Activity:
Where a picture appears, leave it out, and print the rest of the records as they are.

[Stored items from a collection]
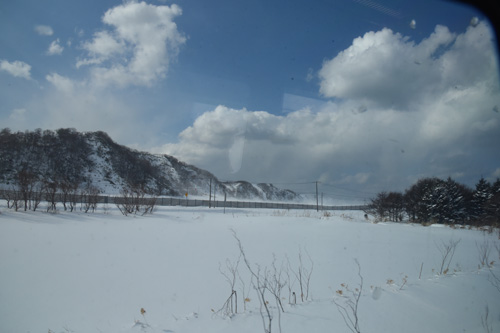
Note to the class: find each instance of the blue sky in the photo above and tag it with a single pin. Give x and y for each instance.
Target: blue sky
(361, 95)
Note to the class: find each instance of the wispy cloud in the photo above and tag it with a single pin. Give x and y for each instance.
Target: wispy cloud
(44, 30)
(401, 110)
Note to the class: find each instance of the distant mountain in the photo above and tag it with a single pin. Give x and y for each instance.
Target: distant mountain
(93, 158)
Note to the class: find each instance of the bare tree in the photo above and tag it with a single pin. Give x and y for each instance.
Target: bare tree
(50, 195)
(230, 307)
(260, 284)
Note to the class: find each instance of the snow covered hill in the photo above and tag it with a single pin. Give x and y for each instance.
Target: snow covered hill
(93, 158)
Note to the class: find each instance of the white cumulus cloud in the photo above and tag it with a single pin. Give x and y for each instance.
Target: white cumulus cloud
(137, 49)
(403, 110)
(16, 68)
(55, 48)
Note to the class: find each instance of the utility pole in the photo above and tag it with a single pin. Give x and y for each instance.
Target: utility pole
(210, 195)
(317, 203)
(224, 201)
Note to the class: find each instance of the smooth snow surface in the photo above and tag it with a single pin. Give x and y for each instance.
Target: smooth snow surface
(75, 272)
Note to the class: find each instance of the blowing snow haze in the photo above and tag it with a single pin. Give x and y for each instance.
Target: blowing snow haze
(362, 96)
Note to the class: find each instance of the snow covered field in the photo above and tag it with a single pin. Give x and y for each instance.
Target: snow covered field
(75, 272)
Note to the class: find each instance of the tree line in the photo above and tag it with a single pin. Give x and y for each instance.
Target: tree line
(434, 200)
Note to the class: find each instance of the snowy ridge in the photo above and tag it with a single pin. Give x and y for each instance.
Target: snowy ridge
(93, 158)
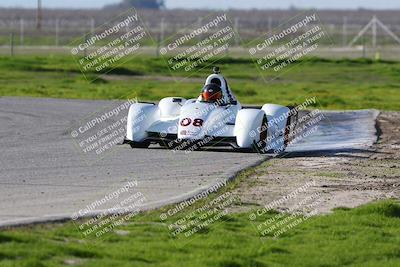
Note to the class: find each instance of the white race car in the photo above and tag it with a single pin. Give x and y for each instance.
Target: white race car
(215, 118)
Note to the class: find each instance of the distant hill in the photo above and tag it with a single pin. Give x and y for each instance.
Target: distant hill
(150, 4)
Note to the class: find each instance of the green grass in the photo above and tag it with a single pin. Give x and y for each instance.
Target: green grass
(337, 84)
(365, 236)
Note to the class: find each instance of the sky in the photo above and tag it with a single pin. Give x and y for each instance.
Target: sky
(218, 4)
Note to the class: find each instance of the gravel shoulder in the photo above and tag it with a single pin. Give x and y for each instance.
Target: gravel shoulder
(329, 179)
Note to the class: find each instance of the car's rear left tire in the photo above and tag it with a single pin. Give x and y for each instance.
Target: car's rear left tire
(134, 144)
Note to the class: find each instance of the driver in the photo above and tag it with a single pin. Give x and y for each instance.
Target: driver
(211, 93)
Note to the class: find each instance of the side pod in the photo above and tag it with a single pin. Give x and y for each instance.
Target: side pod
(140, 117)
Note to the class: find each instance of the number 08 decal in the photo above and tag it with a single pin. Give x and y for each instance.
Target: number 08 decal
(196, 122)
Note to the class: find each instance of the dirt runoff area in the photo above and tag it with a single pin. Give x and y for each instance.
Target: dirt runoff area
(320, 181)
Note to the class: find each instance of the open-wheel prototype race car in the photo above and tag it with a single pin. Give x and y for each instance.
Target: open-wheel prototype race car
(215, 118)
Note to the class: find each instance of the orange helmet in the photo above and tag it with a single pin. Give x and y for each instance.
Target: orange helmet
(211, 93)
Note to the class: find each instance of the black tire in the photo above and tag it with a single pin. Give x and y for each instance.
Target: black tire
(262, 144)
(134, 144)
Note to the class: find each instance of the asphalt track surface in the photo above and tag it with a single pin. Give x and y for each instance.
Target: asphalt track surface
(43, 176)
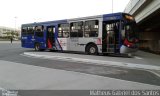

The completed task:
Note to the class: find each instance of the blue sky in the photo above and tag it with a single pin. Give x and y for each instance.
Target: blue sky
(361, 95)
Note to the class: find each instance of the wispy cloud in the photo above and tag it with a single pin. Give x and y for each instance.
Target: wispy cloud
(44, 30)
(401, 110)
Note to the class: find each instance of the distant mountain in the photo above and tag it with a single pin. Give x and y for each instance.
Target: distant mountain
(93, 158)
Note to the class: find each instance of the bare tree in the photo above and tag it with a single pin. Give x and y for each instance.
Target: bare tree
(50, 195)
(230, 307)
(260, 284)
Note to the class: find each instance of the snow covered hill in the photo above and tag it with a single pin. Give x and y for each instance.
Target: snow covered hill
(93, 158)
Note to the class: find each instance of the white cumulus cloud in the photo above and tag it with a single pin. Give x and y for each instance.
Target: white cumulus cloud
(137, 49)
(403, 110)
(16, 68)
(55, 48)
Note to the class: find each instance of the utility pole in the photo above and tag it with a single pin. Give x and y for each instance.
Target: utility pole
(210, 195)
(317, 203)
(224, 201)
Note to the class: find each instance of the smooth snow surface in the photo above and tag it with a single pin. Give x and y for each instance.
Target: smooth snow surface
(75, 272)
Note to the class: find each instance of the blowing snow haze in the photo above and tag it with a single pin. Give x and y for each instance.
Target: blowing snow haze
(362, 96)
Note to the class: find each instance of the snow covered field in the photo above and tag it with a single pin. Give x and y for each instance.
Target: snow covered field
(75, 272)
Note to the class: find each instance of the tree line in the photo above and tag it with a single pin. Give x and y for each instance.
Target: tree line
(434, 200)
Note to the class: find each instance of the snowy ridge in the photo above and tag it with a single pin. Give x and y for each instance.
Target: snowy ridge
(93, 158)
Note to the class: find each instance of the white race car in the photo above and tag it with a single pin. Give x and y for each instance.
Target: white race car
(215, 118)
Note to the class: find each instance of the distant hill in the photo above and tag it with a single pin. Give x and y for each instance.
Target: distant hill
(150, 4)
Note to the class: find each instance of the green grass in the photo above and tag it with a single pin. Give x and y for each instance.
Target: green grass
(337, 84)
(365, 236)
Note to the class: find each instance of the sky in the photo above and tag it with a single pin. Give x and y for each instance.
Target: sky
(218, 4)
Note to the class: find each instance of the gravel shoulder in the photo above and tag it with a single pin. Give x and y for each instance.
Target: gravel shoulder
(329, 179)
Note to the class: find each instance of the car's rear left tire in the photo above and tag it with a single pin. Give x and y for each instance.
Target: car's rear left tire
(134, 144)
Note to the class: find each instance of the driver in the photo above and tag it with a single pin. Give x and y for each instance.
Target: driver
(211, 93)
Note to the class: find each instance of the side pod in the photo above and tag it with a single pin. Give x and y for each instance.
Target: side pod
(140, 117)
Note to the class: find each instance of the number 08 decal in the photo above and tag it with a single pin. Give x and y for each instance.
Target: number 08 decal
(196, 122)
Note to the class: find each instance of the dirt runoff area in the photo above and tag it with a single pin. Give x and y for each instance.
Target: dirt runoff area
(320, 181)
Note to the class: find each instance of the open-wheel prototype race car in the photo above and tag it with a single pin. Give x and y for each instance.
Target: open-wheel prototype race car
(215, 118)
Note to the class: find each instance of the orange helmet in the photo above and tag it with a single pin. Give x and y for each instance.
Target: orange helmet
(211, 93)
Note to the class: find each instance of the black tire in the photo above and tag it with a single pin. Give x and y for each instance.
Target: black tire
(262, 144)
(134, 144)
Note to the class: find each instance of the asphalt track surface in the photo above and tag it with a single pin. Give x and y for each instance.
Target: asphalt track surface
(43, 176)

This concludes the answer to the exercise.